Material supplied:
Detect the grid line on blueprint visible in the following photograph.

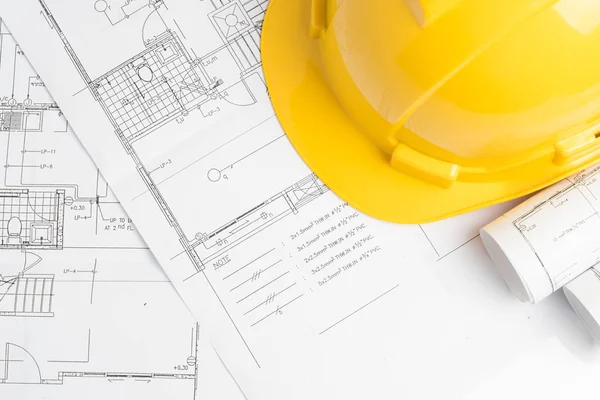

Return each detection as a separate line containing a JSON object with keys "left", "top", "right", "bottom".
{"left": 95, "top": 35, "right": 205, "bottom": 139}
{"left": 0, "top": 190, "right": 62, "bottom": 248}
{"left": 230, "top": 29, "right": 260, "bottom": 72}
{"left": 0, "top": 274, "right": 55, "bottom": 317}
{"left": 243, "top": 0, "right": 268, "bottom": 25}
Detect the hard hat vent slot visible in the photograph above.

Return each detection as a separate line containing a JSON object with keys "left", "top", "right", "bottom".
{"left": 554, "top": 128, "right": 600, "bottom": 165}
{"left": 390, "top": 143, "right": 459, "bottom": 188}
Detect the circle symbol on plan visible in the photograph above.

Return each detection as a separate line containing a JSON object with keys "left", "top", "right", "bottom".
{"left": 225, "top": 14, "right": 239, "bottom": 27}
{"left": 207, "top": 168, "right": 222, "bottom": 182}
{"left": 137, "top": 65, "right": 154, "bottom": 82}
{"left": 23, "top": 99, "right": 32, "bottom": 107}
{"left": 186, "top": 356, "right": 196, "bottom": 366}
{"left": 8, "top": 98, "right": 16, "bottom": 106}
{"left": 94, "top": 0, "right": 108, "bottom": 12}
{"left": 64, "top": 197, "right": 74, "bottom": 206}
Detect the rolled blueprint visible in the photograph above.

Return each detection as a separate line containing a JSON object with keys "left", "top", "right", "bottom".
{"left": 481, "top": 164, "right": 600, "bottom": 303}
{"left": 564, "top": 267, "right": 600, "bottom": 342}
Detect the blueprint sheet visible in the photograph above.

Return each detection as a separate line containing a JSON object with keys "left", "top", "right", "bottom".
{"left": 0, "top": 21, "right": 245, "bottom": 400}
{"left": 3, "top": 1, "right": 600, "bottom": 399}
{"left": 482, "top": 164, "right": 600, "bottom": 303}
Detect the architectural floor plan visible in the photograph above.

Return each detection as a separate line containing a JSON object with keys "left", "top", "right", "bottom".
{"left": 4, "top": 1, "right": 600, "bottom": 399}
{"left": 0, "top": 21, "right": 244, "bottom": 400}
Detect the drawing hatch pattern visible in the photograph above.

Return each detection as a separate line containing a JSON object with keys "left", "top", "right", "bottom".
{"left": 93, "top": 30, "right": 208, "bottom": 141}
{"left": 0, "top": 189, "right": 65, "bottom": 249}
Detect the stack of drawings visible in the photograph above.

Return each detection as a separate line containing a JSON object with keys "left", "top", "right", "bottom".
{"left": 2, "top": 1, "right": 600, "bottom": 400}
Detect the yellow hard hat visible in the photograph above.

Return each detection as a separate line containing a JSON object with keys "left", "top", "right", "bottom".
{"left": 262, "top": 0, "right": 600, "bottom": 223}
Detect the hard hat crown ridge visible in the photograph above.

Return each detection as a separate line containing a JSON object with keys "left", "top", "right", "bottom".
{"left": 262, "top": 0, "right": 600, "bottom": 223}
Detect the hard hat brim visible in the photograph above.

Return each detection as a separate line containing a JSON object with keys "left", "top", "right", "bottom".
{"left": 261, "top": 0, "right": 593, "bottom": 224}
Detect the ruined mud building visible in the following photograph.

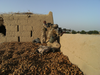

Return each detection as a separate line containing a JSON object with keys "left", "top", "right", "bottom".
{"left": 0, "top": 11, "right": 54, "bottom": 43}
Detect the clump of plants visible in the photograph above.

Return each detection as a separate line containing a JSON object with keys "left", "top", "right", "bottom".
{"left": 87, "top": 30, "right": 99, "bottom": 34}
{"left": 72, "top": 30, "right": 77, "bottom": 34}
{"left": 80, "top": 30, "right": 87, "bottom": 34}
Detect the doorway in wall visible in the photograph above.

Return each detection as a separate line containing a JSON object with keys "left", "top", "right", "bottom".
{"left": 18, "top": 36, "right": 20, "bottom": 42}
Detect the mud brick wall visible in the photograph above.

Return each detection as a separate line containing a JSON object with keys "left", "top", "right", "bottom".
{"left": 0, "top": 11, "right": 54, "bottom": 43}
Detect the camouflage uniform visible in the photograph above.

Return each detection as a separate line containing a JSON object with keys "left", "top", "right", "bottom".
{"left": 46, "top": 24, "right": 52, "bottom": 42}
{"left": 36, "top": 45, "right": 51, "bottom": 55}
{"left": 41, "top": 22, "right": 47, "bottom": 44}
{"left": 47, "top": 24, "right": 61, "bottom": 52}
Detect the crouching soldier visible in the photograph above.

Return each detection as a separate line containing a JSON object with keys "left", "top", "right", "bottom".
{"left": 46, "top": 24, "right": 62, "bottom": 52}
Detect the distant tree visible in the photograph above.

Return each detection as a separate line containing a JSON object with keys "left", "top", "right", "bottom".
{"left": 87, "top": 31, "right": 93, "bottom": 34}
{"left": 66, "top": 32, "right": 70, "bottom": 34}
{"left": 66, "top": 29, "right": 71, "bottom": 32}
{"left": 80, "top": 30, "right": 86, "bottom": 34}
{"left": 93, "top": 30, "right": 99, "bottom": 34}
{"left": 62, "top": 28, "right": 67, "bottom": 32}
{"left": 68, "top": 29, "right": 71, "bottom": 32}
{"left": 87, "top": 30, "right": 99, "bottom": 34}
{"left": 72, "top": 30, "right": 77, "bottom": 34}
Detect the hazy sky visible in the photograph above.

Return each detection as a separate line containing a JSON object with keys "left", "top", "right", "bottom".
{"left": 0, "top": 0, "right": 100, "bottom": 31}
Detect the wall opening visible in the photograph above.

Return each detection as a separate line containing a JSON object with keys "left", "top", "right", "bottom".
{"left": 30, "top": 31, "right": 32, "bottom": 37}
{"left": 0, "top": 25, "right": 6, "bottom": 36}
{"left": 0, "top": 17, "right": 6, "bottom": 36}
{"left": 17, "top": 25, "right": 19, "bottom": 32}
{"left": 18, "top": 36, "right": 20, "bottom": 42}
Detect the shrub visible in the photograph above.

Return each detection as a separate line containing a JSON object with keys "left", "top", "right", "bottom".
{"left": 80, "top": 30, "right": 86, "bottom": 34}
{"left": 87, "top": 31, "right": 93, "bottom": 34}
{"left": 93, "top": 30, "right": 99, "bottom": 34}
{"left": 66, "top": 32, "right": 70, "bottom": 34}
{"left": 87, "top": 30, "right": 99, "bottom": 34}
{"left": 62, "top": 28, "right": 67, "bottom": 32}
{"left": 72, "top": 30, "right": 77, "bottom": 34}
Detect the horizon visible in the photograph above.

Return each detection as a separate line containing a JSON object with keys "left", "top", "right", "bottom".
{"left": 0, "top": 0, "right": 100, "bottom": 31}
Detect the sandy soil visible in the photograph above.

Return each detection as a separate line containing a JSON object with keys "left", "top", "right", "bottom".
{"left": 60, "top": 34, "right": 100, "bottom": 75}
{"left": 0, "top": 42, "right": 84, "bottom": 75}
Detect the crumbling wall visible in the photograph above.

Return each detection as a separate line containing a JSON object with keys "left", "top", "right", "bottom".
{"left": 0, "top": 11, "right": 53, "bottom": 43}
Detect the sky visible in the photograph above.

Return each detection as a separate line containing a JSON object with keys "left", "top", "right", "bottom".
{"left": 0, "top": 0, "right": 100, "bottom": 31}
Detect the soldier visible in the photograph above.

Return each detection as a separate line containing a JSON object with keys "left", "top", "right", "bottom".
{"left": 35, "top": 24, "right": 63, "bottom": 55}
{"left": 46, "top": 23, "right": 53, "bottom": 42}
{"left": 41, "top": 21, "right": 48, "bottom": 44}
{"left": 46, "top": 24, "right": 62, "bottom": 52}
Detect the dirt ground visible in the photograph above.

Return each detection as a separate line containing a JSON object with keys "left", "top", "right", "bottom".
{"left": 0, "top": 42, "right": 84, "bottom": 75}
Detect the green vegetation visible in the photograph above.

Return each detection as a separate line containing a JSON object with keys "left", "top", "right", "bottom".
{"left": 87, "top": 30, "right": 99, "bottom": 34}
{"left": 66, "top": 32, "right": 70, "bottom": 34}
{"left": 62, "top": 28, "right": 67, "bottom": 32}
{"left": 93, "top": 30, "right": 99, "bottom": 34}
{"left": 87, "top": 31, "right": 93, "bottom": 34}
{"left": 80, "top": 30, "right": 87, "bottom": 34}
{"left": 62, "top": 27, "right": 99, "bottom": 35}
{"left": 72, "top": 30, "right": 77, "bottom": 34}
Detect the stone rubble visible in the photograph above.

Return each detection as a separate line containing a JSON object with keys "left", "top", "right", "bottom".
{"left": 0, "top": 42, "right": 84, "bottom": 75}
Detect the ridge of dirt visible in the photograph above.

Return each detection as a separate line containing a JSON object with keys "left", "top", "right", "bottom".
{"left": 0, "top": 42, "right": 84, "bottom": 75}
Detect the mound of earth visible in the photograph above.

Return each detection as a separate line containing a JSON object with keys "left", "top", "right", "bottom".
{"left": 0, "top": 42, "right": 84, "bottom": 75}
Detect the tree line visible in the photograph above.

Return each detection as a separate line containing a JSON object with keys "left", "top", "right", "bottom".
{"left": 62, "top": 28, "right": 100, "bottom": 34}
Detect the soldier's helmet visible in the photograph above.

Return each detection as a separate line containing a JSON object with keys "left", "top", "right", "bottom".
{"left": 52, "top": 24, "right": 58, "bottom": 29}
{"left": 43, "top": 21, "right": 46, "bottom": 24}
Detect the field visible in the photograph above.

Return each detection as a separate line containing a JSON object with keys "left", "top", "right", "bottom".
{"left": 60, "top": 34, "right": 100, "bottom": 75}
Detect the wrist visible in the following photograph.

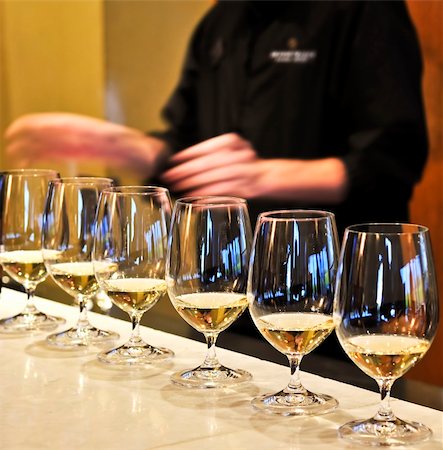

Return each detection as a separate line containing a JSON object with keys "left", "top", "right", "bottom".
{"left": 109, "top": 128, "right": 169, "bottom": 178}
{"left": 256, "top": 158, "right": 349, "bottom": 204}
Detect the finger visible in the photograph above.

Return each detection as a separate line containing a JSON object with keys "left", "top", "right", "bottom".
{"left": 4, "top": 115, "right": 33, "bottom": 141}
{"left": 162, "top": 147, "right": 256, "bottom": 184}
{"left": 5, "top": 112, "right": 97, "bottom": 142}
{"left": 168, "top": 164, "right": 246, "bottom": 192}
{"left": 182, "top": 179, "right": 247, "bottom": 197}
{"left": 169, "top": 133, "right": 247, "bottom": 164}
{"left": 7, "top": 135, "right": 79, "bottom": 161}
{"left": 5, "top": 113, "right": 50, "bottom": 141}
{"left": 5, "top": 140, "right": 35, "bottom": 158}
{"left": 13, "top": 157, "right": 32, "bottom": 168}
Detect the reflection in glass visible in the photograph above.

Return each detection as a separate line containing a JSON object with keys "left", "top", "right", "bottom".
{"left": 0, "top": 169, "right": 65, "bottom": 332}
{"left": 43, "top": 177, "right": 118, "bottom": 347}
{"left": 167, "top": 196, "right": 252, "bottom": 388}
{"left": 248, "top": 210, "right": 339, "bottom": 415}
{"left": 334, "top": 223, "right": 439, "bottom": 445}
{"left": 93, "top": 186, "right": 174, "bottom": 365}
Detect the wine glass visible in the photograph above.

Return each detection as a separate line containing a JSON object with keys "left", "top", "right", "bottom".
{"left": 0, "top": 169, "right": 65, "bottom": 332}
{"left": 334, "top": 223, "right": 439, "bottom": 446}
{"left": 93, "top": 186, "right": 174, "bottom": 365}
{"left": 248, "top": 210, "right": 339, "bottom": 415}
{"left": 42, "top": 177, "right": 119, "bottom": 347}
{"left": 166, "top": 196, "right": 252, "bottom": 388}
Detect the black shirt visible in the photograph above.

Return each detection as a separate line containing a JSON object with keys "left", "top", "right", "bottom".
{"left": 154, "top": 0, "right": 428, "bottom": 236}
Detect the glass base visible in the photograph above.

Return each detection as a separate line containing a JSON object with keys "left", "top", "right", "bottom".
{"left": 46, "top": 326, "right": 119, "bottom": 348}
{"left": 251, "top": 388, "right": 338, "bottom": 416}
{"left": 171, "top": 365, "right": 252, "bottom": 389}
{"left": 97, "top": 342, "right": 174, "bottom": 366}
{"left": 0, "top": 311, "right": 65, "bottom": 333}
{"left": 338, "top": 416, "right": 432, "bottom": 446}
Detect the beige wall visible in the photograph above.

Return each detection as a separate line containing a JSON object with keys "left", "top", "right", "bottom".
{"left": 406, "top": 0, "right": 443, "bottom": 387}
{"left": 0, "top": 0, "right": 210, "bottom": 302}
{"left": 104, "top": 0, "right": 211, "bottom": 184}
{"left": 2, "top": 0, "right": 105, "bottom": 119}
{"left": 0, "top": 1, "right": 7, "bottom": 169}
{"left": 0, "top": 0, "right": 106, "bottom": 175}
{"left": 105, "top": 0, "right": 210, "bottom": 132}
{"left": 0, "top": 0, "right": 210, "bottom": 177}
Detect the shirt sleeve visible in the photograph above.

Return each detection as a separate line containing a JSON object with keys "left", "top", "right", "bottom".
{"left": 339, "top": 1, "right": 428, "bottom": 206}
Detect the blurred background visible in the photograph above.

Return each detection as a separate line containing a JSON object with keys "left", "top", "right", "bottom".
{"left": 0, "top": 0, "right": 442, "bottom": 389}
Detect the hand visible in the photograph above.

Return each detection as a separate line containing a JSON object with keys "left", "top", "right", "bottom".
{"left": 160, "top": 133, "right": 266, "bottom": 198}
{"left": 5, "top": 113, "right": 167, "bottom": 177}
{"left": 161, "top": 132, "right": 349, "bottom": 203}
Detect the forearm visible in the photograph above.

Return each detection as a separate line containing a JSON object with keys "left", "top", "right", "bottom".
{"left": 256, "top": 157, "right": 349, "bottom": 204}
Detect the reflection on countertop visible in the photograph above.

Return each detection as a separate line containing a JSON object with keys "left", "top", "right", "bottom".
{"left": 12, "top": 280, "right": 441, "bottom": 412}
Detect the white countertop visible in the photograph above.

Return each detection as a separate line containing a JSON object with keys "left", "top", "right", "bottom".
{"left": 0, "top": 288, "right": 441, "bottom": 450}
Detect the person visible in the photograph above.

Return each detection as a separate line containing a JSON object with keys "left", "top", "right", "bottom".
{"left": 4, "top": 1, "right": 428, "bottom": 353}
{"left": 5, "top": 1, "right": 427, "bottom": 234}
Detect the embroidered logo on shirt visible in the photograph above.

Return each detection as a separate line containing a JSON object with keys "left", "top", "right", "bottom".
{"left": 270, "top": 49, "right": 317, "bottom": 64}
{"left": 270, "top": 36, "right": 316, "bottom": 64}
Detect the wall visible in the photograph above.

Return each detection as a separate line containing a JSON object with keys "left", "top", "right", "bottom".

About this task: The line with "Detect the drawing" ends the range, and the first line of the data begins it; repeat exactly those lines and nothing more, omitting pictures.

Response to the task:
Detect the grid line on blueprint visible in the following photograph.


Return each detection as a separate line containing a JSON object with keys "left", "top", "right", "bottom".
{"left": 95, "top": 35, "right": 205, "bottom": 139}
{"left": 0, "top": 190, "right": 62, "bottom": 248}
{"left": 230, "top": 29, "right": 260, "bottom": 72}
{"left": 0, "top": 274, "right": 55, "bottom": 317}
{"left": 243, "top": 0, "right": 268, "bottom": 25}
Detect the hard hat vent slot visible in the photograph above.

Return each detection as a separate line containing a JSON object with keys "left", "top", "right", "bottom".
{"left": 554, "top": 128, "right": 600, "bottom": 165}
{"left": 390, "top": 143, "right": 459, "bottom": 188}
Detect the circle symbol on plan visible in the photograph above.

Return each detection as a separate line containing a JSON object with keys "left", "top", "right", "bottom".
{"left": 225, "top": 14, "right": 239, "bottom": 27}
{"left": 207, "top": 168, "right": 222, "bottom": 182}
{"left": 137, "top": 65, "right": 154, "bottom": 82}
{"left": 23, "top": 99, "right": 32, "bottom": 107}
{"left": 186, "top": 356, "right": 196, "bottom": 366}
{"left": 8, "top": 98, "right": 16, "bottom": 106}
{"left": 94, "top": 0, "right": 108, "bottom": 12}
{"left": 64, "top": 197, "right": 74, "bottom": 206}
Detect the rolled blueprint visible in the photograph above.

Return each detection as a separate line containing a JSON object with keys "left", "top", "right", "bottom".
{"left": 481, "top": 164, "right": 600, "bottom": 303}
{"left": 564, "top": 267, "right": 600, "bottom": 342}
Detect the blueprint sheet visible in the photograph above.

Return each detection as a separate line containing a JSON object with keys "left", "top", "right", "bottom".
{"left": 0, "top": 21, "right": 245, "bottom": 400}
{"left": 3, "top": 1, "right": 600, "bottom": 399}
{"left": 482, "top": 164, "right": 600, "bottom": 303}
Detect the architectural floor plan visible in the photograph above.

Return each detection as a separate line containing a JSON object with keys "left", "top", "right", "bottom".
{"left": 4, "top": 1, "right": 600, "bottom": 399}
{"left": 0, "top": 21, "right": 244, "bottom": 400}
Detect the drawing hatch pattern visible in the photograph above.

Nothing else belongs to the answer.